In the data below, count the lines that contain the string "green", treating uppercase and lowercase as different, and reply with the number alone.

--- start Dataset excerpts ---

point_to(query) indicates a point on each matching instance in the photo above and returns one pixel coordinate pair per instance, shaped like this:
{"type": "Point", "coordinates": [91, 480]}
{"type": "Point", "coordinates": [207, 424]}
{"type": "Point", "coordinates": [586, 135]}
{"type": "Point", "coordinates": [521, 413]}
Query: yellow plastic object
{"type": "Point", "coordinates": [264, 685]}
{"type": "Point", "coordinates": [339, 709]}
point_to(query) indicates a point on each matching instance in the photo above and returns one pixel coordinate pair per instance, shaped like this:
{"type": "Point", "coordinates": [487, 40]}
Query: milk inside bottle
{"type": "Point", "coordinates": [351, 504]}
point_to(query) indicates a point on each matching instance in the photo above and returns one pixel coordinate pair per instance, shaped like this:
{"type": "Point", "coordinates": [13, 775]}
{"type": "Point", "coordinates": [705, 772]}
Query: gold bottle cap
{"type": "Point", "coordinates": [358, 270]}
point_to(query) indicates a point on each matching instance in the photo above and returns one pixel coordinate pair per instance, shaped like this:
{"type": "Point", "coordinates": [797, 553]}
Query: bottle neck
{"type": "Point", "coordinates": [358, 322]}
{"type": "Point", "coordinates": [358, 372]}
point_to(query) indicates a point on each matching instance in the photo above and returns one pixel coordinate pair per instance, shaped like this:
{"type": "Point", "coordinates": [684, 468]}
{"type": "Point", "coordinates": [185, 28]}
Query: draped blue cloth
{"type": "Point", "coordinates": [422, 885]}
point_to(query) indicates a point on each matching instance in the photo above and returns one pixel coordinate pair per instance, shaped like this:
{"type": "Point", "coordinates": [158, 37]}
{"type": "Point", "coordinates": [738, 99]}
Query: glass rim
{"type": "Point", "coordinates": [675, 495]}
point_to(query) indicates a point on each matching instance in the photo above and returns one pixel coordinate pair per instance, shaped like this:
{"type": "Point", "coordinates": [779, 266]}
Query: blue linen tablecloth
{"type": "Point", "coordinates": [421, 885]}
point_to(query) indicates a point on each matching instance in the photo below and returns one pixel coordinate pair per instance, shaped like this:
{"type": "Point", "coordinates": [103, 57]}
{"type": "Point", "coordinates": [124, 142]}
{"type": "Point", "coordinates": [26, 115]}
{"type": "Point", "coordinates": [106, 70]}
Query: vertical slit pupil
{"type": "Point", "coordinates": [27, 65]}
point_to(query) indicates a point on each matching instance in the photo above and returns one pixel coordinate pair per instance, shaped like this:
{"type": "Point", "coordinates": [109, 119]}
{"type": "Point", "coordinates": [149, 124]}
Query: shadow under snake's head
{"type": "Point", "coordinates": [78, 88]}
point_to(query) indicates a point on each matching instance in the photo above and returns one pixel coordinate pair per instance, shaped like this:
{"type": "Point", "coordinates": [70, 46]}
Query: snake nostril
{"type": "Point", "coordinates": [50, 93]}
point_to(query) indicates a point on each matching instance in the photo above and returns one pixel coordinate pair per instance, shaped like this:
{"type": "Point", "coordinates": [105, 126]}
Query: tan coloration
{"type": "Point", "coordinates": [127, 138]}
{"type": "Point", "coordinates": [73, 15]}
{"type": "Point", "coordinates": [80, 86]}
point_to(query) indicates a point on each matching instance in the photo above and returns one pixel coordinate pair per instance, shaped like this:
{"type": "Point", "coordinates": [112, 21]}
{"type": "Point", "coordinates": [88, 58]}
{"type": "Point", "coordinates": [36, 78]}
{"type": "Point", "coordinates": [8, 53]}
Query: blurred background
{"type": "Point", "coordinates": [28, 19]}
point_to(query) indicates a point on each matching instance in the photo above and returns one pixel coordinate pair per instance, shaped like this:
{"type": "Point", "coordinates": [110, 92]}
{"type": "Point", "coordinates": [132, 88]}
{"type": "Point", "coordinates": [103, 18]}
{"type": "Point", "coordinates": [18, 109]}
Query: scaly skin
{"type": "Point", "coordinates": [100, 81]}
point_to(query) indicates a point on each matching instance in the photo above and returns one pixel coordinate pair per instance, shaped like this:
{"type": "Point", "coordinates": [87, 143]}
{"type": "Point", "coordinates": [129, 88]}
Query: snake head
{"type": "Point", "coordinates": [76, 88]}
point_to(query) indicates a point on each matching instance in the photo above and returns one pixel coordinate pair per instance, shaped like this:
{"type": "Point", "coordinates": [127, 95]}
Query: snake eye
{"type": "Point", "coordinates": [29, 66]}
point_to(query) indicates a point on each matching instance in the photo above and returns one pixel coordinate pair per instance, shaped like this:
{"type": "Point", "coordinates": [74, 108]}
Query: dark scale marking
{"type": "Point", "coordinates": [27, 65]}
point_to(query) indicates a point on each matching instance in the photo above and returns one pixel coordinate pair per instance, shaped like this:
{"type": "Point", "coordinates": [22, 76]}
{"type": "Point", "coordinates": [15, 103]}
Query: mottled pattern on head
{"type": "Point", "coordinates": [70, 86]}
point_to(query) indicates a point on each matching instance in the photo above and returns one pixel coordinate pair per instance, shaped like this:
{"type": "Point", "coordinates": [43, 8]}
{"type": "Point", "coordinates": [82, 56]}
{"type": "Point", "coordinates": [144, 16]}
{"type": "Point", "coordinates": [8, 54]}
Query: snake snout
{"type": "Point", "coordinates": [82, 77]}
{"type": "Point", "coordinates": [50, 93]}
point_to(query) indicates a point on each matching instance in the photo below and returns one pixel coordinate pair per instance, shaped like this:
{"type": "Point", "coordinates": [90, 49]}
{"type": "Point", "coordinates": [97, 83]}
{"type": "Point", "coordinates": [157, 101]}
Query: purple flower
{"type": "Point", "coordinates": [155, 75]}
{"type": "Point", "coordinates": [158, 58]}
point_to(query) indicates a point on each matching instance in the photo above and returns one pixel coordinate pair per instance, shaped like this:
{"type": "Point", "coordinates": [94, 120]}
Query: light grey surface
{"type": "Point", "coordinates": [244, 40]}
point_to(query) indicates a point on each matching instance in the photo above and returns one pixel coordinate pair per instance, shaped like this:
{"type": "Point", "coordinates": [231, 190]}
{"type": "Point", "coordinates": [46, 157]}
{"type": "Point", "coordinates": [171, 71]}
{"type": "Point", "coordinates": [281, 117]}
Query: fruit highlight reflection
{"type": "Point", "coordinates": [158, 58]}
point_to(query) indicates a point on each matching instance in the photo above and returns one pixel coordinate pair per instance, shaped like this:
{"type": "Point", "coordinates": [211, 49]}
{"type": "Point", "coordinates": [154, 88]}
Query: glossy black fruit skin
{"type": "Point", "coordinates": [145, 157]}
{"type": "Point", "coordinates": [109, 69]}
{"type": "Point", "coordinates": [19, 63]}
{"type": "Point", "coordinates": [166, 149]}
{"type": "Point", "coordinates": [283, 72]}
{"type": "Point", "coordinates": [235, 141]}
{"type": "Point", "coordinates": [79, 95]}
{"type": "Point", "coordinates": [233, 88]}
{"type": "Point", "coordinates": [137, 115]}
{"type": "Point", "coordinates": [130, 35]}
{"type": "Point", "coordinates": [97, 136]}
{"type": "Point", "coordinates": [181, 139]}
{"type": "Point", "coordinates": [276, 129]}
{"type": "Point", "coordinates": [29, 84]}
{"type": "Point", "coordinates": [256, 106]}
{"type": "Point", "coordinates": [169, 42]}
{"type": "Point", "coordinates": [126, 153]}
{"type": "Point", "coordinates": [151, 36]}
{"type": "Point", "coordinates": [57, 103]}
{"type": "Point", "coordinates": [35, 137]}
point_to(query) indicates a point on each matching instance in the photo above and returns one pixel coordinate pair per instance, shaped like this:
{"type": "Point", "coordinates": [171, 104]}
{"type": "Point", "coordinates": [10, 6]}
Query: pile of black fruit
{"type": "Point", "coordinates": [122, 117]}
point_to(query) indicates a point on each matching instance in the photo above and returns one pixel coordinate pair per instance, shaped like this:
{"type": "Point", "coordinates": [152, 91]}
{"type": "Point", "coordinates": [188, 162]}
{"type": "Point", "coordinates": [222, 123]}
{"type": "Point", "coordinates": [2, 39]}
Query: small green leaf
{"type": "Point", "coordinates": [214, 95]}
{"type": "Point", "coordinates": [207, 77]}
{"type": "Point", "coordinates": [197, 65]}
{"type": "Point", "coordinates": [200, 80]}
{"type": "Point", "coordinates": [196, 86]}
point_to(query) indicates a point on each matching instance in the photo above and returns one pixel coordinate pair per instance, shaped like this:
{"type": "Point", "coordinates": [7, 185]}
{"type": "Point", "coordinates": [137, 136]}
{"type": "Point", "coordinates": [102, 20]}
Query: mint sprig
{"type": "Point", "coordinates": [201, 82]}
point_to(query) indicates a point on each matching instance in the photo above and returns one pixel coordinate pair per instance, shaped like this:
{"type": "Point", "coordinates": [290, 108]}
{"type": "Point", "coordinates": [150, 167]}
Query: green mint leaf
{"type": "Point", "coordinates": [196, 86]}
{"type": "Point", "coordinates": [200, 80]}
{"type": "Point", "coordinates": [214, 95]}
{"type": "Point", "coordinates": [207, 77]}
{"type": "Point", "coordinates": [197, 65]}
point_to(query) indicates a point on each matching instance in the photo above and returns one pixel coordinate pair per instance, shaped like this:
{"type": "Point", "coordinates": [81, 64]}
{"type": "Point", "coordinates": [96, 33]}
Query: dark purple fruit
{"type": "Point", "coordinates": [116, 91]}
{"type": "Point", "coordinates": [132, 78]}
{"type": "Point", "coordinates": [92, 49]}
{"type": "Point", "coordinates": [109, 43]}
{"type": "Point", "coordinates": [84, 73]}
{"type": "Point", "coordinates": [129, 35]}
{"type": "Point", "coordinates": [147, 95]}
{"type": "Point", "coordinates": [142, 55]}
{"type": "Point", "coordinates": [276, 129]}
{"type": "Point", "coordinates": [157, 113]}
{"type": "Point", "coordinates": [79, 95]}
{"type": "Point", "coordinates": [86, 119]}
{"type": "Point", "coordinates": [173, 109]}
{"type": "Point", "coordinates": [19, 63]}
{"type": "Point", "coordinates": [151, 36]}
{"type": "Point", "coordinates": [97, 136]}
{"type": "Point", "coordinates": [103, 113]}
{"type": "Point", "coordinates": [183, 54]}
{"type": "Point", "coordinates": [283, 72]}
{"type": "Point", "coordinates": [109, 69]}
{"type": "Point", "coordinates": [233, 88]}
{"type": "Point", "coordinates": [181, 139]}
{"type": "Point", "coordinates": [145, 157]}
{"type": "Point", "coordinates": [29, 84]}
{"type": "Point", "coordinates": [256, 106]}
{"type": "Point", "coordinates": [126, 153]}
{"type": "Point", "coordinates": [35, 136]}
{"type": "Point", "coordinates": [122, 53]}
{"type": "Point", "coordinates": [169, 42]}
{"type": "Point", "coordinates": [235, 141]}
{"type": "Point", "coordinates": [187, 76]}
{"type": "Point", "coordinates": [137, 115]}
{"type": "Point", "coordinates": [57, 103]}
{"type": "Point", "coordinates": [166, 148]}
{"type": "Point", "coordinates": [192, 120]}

--- end Dataset excerpts ---

> Answer for the task
2